— Start Working data —

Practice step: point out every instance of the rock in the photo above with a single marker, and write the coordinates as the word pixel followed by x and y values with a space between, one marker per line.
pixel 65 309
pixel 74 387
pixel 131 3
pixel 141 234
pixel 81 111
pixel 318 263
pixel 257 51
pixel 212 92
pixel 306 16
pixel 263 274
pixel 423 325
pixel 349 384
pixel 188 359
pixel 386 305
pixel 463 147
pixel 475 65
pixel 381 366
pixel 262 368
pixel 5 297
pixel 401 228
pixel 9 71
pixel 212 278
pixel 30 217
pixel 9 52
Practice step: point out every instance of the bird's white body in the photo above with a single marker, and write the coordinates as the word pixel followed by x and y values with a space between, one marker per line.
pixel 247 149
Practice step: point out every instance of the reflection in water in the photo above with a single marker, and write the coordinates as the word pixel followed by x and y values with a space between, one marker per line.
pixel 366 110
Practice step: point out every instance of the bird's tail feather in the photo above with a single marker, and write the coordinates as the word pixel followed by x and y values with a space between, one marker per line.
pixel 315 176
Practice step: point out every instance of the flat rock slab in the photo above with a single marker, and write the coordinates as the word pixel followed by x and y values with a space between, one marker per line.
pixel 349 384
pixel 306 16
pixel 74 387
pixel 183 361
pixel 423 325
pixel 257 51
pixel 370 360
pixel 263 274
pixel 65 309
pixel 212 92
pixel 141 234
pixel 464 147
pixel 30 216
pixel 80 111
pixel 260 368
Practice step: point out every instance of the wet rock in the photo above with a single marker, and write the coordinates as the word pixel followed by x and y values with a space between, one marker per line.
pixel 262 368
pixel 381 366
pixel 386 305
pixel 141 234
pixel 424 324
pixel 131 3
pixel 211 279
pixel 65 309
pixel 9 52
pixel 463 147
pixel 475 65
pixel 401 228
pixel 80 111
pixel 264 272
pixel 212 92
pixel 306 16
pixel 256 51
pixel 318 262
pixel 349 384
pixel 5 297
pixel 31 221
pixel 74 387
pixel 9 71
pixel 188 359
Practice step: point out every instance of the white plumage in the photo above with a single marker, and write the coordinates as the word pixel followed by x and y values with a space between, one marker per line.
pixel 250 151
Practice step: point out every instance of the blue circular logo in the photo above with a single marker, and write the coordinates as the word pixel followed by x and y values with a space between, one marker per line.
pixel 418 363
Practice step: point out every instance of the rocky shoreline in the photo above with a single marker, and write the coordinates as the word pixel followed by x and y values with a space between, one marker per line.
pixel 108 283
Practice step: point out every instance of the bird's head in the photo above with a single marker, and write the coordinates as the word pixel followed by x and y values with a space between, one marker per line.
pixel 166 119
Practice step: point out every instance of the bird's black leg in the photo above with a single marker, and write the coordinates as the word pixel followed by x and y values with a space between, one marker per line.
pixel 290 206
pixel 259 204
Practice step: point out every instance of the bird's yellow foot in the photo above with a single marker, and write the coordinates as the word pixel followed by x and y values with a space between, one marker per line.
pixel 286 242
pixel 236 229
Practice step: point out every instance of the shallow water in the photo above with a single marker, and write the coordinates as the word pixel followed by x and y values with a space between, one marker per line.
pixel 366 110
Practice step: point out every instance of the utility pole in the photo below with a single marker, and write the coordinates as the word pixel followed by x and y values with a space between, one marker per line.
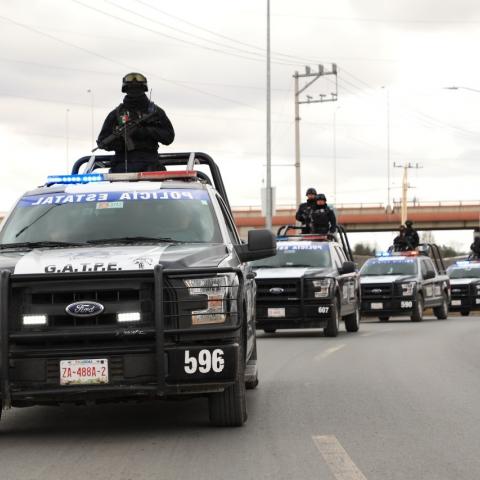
pixel 90 91
pixel 67 137
pixel 309 99
pixel 268 203
pixel 405 187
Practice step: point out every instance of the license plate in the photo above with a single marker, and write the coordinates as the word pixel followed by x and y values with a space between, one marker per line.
pixel 276 312
pixel 84 371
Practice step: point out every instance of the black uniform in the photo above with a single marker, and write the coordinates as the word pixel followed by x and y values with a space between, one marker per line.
pixel 412 237
pixel 323 220
pixel 304 214
pixel 401 243
pixel 144 156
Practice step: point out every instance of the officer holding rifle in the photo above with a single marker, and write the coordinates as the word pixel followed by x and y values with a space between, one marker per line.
pixel 134 129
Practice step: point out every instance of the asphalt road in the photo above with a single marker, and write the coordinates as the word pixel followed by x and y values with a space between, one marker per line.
pixel 397 400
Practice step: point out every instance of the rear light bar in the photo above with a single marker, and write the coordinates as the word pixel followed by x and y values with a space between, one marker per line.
pixel 122 177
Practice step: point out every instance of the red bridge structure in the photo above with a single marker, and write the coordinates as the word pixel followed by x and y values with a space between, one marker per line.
pixel 375 217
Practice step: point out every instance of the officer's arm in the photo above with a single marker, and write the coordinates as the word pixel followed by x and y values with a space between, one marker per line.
pixel 107 129
pixel 160 129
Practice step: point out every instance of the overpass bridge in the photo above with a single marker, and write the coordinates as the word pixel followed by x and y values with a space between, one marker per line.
pixel 375 217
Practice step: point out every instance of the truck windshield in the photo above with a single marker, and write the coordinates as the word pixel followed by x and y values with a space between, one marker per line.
pixel 180 215
pixel 386 266
pixel 464 272
pixel 299 254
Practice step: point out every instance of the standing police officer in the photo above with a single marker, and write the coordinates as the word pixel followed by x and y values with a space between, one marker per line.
pixel 305 209
pixel 323 218
pixel 411 235
pixel 143 152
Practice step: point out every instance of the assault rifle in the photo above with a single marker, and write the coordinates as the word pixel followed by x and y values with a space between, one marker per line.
pixel 125 131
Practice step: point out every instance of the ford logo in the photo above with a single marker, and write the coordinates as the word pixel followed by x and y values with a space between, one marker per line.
pixel 84 309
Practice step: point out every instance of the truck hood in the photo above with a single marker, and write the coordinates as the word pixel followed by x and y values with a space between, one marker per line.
pixel 291 272
pixel 385 279
pixel 464 281
pixel 113 258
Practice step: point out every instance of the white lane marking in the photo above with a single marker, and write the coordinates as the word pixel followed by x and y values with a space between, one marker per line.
pixel 337 459
pixel 328 352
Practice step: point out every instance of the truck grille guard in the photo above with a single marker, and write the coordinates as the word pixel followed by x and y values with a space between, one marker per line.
pixel 158 328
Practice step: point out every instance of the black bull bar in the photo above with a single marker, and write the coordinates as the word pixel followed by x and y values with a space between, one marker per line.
pixel 159 274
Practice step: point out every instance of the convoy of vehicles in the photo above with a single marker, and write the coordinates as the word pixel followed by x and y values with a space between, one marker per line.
pixel 405 284
pixel 465 282
pixel 129 286
pixel 311 283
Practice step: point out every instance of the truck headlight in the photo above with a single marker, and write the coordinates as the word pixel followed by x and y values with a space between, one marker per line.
pixel 218 292
pixel 322 287
pixel 408 288
pixel 34 320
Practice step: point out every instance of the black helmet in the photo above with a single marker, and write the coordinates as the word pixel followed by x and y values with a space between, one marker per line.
pixel 134 78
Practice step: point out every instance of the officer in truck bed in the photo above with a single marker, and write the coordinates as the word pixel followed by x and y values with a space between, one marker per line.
pixel 143 155
pixel 323 218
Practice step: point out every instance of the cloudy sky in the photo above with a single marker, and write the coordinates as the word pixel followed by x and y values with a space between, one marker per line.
pixel 205 62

— End Working data —

Given exercise :: Extract and repeat the lines without any changes, starting at the line containing "Practice step: point out every instance of the white lane" and ending at the line containing "pixel 311 283", with both of those lines included.

Exercise response ::
Practice step: point out every instance of the white lane marking in the photo above with a single marker, and write the coordinates as the word pixel followed by x and y values with a space between, one marker per line.
pixel 337 459
pixel 328 352
Practice step: point out every instance of the truck grille guard in the photo above with a single marker, and write the coordinates as the word pixel followed by x and y values with a space between, one marker per line.
pixel 158 328
Practice step: point out every instance of the black bull bar in the photo above with a single marker, and write the coordinates as the word pixel followed by x and y values with a space between, one marker per line.
pixel 159 274
Practice step: point out every instance of the convoy of vehicles in the photo above with a single marker, and write the coordinates as the word pixel followed by x and y values with a space between, one marker per line.
pixel 405 284
pixel 465 282
pixel 129 286
pixel 311 283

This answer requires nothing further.